**EXERCISE DESCRIPTION**
Reproduce the lines from the one containing "[locate] teal fabric" through the end of the lines, raising every x and y coordinate in the answers by 62 and leaving everything else unchanged.

**RECORDS FOR THIS TASK**
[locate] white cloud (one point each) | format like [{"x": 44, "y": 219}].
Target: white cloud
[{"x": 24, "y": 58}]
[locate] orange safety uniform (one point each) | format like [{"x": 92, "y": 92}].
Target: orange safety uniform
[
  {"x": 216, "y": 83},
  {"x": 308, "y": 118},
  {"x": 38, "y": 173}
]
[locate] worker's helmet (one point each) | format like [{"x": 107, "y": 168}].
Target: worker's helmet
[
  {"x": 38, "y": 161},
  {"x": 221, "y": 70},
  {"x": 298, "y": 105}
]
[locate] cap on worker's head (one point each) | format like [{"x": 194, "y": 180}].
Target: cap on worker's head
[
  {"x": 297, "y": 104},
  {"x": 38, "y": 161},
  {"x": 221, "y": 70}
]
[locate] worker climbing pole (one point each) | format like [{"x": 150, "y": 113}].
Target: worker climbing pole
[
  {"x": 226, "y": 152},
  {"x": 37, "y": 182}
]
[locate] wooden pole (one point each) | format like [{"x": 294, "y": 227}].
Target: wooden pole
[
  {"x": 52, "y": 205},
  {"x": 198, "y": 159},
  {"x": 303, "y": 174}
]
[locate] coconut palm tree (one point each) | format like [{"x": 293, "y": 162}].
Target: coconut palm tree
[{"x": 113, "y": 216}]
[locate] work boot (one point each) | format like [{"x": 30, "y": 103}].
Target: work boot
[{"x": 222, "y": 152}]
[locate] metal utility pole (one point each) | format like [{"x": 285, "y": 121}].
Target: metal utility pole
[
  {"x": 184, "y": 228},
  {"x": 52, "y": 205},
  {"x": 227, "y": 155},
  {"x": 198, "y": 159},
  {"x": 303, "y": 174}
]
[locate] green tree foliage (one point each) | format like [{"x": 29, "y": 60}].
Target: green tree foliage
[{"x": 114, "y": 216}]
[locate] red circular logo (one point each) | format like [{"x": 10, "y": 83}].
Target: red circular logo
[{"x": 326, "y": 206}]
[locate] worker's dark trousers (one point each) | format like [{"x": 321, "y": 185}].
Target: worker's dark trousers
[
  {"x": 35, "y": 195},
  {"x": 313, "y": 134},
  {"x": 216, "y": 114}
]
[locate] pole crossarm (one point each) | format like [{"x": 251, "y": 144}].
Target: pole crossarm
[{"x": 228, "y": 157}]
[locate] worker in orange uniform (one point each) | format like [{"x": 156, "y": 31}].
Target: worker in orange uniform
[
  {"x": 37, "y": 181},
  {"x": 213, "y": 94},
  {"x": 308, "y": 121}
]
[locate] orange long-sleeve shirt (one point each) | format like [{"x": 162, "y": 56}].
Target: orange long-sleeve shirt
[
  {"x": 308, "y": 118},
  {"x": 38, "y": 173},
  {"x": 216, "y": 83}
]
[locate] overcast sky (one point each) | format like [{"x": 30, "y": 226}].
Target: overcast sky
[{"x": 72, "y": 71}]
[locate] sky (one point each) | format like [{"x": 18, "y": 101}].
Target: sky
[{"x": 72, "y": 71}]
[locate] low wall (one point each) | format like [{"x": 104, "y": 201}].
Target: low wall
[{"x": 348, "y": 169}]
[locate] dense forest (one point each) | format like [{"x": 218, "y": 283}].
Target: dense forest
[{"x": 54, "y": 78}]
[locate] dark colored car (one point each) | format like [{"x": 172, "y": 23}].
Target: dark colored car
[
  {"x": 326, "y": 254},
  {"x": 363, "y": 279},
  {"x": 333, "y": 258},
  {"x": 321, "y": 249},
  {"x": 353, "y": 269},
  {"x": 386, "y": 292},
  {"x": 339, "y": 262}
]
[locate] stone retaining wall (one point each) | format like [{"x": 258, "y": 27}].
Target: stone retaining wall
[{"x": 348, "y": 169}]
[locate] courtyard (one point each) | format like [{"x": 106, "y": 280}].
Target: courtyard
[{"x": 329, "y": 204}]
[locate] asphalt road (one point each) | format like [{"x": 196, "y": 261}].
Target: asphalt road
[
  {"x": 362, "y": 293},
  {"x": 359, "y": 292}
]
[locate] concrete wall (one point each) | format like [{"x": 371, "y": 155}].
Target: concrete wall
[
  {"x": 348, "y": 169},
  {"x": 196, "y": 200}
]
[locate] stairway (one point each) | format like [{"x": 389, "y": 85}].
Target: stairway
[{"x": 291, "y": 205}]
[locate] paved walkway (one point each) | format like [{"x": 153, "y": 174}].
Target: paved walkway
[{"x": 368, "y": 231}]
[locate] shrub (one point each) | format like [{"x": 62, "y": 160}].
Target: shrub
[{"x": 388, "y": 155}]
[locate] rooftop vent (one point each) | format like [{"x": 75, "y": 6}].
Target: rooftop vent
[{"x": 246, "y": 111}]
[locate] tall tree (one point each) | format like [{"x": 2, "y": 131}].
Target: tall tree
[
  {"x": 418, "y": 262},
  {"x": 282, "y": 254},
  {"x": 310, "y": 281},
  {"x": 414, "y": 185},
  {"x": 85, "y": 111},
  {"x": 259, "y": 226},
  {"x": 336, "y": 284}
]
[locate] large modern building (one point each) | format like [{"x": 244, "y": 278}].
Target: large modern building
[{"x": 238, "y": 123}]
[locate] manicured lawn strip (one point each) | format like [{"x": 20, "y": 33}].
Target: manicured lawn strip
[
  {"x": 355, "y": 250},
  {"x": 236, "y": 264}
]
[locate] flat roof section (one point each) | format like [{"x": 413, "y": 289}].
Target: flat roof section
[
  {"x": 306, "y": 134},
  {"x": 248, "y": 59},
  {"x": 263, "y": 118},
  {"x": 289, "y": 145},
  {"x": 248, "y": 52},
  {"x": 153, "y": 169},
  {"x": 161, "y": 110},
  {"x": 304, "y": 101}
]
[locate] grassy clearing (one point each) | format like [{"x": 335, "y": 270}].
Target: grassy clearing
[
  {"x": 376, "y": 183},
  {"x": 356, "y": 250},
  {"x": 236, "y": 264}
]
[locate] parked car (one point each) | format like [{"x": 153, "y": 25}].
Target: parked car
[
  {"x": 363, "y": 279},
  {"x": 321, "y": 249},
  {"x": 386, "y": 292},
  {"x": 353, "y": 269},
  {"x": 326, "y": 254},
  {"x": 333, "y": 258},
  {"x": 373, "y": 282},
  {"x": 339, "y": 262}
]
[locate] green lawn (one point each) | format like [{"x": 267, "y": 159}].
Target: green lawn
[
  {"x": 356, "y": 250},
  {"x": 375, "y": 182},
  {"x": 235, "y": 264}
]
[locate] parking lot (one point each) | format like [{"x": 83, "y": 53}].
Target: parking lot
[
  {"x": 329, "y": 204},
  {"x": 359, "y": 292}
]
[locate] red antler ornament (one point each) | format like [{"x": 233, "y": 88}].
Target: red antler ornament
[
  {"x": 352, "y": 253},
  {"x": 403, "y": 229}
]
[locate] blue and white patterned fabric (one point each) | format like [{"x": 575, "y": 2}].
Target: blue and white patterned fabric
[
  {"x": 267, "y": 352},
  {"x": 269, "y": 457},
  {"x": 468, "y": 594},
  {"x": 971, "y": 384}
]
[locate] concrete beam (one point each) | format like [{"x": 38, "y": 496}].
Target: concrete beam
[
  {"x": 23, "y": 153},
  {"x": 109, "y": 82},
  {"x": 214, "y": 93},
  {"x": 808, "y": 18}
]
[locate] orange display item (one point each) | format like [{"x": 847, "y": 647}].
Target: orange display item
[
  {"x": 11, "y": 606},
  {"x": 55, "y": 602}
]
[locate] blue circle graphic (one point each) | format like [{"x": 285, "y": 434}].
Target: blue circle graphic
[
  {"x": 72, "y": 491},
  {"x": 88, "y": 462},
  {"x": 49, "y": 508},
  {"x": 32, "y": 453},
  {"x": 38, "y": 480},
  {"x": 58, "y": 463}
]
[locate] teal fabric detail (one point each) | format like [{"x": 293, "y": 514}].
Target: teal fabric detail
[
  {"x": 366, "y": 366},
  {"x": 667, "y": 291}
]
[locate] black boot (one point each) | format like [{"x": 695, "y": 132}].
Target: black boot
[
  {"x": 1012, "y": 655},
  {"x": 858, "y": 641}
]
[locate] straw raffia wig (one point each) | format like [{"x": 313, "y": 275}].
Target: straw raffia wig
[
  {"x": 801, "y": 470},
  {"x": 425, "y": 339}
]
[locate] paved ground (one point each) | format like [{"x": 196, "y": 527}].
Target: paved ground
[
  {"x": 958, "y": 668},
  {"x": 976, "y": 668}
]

**PROBLEM SOLUTION**
[locate] teal fabric detail (one point each) | format like [{"x": 293, "y": 514}].
Target: teal fabric detail
[
  {"x": 428, "y": 428},
  {"x": 729, "y": 353}
]
[locate] black boot (one point each) | format like [{"x": 695, "y": 132}].
Target: black boot
[
  {"x": 1074, "y": 717},
  {"x": 920, "y": 703}
]
[locate] straw raffia wig (one point each) | format like [{"x": 313, "y": 275}].
Target: straw raffia wig
[
  {"x": 863, "y": 532},
  {"x": 487, "y": 401}
]
[locate] paved ground (one point each) | format like [{"x": 196, "y": 527}].
Target: paved ground
[
  {"x": 1020, "y": 730},
  {"x": 1038, "y": 730}
]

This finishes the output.